◆ **Material**
# # #
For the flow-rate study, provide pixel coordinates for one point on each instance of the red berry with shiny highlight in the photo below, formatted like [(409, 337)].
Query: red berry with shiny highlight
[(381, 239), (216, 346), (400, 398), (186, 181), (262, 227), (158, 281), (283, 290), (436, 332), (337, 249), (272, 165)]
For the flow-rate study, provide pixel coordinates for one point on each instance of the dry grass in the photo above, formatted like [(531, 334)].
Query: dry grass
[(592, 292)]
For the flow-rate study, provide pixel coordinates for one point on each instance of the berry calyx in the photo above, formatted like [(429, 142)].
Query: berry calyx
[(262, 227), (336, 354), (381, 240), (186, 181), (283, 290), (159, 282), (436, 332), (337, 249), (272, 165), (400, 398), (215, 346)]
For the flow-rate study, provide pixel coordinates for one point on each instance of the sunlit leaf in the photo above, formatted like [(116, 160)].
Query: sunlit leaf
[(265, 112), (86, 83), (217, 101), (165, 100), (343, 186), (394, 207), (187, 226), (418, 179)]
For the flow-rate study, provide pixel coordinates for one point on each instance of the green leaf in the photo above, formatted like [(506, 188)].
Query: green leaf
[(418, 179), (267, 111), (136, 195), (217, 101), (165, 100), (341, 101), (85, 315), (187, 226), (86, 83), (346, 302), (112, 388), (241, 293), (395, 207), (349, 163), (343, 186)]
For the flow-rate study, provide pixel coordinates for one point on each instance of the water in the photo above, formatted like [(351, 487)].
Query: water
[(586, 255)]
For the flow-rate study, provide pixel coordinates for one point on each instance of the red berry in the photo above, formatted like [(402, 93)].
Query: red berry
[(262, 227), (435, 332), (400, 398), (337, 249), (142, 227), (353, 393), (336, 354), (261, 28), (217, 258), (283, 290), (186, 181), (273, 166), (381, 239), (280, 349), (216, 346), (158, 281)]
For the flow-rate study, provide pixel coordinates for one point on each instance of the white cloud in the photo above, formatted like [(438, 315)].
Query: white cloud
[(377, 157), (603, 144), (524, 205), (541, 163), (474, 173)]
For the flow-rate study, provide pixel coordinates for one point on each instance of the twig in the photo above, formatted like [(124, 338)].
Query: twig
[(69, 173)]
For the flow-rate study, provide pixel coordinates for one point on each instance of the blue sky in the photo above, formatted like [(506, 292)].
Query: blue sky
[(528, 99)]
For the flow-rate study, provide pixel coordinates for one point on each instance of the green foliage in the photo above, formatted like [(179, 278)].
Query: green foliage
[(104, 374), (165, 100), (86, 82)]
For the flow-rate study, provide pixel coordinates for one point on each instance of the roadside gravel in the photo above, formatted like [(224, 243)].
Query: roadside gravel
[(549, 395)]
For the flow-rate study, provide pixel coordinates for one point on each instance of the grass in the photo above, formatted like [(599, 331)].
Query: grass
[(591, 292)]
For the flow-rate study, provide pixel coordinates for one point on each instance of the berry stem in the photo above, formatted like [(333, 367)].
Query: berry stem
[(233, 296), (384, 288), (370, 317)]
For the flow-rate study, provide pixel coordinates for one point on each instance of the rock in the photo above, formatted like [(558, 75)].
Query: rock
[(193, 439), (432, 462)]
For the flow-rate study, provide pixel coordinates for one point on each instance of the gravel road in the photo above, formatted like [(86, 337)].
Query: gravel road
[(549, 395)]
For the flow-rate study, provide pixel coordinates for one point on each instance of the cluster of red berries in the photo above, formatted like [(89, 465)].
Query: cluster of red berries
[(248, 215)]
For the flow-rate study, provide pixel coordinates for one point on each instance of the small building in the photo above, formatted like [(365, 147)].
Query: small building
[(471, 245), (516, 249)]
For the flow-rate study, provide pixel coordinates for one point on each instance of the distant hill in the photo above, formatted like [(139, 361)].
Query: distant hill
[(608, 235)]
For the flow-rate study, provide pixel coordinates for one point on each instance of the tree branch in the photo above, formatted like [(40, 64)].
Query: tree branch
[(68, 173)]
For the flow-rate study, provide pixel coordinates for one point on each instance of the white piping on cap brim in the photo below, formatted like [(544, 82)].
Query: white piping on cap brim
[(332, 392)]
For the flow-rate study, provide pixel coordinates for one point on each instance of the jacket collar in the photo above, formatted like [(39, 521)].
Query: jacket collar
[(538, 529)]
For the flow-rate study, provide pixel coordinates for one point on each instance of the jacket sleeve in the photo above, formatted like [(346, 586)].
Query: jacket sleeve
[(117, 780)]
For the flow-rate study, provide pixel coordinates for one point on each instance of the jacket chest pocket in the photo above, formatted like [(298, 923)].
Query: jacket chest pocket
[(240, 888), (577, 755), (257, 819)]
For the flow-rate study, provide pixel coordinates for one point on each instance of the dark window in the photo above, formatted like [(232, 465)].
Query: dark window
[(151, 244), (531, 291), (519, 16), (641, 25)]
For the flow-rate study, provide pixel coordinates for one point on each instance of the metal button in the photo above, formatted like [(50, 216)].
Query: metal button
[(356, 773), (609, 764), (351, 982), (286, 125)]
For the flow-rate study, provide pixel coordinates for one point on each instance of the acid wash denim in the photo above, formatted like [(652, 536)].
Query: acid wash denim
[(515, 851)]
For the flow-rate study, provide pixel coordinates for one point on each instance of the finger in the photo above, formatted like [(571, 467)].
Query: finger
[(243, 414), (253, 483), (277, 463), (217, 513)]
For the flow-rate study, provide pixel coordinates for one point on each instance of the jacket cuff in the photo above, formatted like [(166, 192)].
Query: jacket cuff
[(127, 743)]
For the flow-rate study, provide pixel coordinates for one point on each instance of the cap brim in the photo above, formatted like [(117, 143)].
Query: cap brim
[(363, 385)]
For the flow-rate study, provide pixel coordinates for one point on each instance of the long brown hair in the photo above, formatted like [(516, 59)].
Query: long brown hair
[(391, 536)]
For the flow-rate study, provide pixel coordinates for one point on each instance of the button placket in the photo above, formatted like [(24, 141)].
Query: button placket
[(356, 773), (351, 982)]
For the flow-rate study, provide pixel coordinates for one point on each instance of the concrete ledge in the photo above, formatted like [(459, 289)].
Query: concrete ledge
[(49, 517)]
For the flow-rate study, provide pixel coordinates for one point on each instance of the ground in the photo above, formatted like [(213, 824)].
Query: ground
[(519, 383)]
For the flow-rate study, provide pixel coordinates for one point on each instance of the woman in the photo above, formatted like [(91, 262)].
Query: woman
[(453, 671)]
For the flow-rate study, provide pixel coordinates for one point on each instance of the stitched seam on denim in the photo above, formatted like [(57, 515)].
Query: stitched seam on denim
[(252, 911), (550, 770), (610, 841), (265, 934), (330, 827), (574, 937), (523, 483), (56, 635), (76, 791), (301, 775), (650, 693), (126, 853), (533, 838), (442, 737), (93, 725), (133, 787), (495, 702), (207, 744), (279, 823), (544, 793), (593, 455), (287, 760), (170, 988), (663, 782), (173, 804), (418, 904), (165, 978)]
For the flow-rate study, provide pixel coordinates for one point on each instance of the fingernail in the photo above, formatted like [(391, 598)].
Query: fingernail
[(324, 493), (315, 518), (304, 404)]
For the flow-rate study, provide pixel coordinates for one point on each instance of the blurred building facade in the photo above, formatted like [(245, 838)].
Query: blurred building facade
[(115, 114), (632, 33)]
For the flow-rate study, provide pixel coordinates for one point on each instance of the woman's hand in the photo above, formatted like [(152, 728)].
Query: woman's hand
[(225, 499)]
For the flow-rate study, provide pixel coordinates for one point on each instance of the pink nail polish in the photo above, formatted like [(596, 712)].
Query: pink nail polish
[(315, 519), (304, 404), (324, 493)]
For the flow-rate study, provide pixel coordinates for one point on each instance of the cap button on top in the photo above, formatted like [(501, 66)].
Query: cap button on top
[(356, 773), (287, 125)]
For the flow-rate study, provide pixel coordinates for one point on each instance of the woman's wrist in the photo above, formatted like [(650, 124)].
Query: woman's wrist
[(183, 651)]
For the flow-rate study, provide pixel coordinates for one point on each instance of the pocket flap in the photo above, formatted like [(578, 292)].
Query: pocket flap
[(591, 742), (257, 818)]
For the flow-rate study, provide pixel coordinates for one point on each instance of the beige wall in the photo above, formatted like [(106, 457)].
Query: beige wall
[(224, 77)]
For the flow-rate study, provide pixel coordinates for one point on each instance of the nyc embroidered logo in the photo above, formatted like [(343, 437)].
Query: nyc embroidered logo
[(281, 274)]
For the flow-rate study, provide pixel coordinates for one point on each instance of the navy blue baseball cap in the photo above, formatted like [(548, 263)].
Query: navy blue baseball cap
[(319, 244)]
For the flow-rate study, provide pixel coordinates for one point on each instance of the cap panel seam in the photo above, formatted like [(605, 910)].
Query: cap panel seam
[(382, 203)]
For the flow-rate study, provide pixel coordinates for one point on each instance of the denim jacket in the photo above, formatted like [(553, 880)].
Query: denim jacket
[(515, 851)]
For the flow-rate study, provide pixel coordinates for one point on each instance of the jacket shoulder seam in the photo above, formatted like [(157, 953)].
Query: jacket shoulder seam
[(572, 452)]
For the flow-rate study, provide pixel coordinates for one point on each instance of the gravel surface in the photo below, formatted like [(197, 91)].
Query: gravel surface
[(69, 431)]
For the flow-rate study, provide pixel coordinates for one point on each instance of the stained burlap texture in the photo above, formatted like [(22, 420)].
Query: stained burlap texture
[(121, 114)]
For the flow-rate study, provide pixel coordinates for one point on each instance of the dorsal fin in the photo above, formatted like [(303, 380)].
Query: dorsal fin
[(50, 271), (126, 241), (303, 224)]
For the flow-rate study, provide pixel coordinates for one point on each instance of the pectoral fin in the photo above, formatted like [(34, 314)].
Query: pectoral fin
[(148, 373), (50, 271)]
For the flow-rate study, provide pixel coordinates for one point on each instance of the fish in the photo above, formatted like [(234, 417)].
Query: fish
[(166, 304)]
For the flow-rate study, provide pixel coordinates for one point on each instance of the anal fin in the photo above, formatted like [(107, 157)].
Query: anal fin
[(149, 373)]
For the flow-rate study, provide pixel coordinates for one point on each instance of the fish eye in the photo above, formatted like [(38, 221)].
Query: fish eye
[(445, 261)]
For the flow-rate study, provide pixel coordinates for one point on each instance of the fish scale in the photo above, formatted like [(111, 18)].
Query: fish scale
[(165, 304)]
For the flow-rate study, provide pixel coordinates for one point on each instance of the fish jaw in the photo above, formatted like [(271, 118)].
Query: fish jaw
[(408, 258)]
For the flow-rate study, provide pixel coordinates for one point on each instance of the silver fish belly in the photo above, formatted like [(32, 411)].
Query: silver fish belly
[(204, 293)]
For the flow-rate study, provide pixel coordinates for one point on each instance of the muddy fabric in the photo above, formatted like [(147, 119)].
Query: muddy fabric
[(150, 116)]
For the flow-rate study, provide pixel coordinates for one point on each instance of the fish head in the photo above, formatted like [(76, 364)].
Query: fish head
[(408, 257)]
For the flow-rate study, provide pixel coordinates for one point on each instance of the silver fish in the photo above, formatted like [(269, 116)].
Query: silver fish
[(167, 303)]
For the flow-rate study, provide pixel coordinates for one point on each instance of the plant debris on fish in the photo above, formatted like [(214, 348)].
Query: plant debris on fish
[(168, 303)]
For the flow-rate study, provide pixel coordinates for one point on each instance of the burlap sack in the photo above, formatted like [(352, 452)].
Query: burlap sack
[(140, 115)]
# # #
◆ **Task brief**
Convert the listing above, from the line that contains "like [(501, 66)]." up to and including the line that contains "[(121, 114)]", into a Markdown table with the columns Row and Listing line. Number each row and leave out blank lines.

◆ **Exercise solution**
| Row | Listing line |
|---|---|
| 1 | For the flow-rate study, provide pixel coordinates for one point on each instance of the cap button on top in the photo above, formatted like [(501, 66)]. |
| 2 | Query: cap button on top |
| 3 | [(356, 773), (287, 125)] |
| 4 | For the flow-rate study, provide pixel coordinates for one point on each instance of the woman's wrist in the photo above, formatted like [(650, 124)]. |
| 5 | Query: woman's wrist |
| 6 | [(183, 651)] |
| 7 | For the flow-rate study, provide pixel coordinates for one point on each instance of the pocket flap in the photo above, formatted like [(578, 292)]. |
| 8 | Query: pocket flap |
| 9 | [(591, 742), (257, 818)] |
| 10 | For the flow-rate study, provide pixel coordinates for one point on each instance of the beige wall in the photo above, formatted like [(106, 457)]. |
| 11 | Query: beige wall |
| 12 | [(224, 77)] |
| 13 | For the flow-rate study, provide pixel coordinates for one point on each instance of the nyc embroidered logo in the photo above, formatted like [(343, 437)]. |
| 14 | Query: nyc embroidered logo |
| 15 | [(281, 274)] |
| 16 | For the flow-rate study, provide pixel coordinates for one point on each instance of the navy blue baseball cap in the photo above, formatted like [(548, 263)]. |
| 17 | Query: navy blue baseball cap |
| 18 | [(319, 244)] |
| 19 | For the flow-rate study, provide pixel coordinates for one point on each instance of the cap panel seam in the photo above, formatted like [(605, 910)]. |
| 20 | Query: cap panel seam |
| 21 | [(382, 203)] |
| 22 | For the flow-rate study, provide pixel coordinates for one point on each instance of the denim jacket in the photo above, formatted like [(553, 880)]. |
| 23 | Query: denim jacket |
| 24 | [(515, 851)] |
| 25 | For the flow-rate study, provide pixel coordinates for one point on each instance of the jacket shoulder seam in the photo above, formatted like [(157, 953)]. |
| 26 | Query: jacket shoulder seam |
| 27 | [(572, 452)] |
| 28 | For the flow-rate study, provide pixel coordinates for one point on each instance of the gravel surface in the photo below, formatted like [(197, 91)]. |
| 29 | Query: gravel surface |
| 30 | [(69, 431)] |
| 31 | For the flow-rate study, provide pixel coordinates for one point on each instance of the stained burlap texture in the photo above, formatted like [(22, 420)]. |
| 32 | Query: stained burlap texture |
| 33 | [(121, 114)] |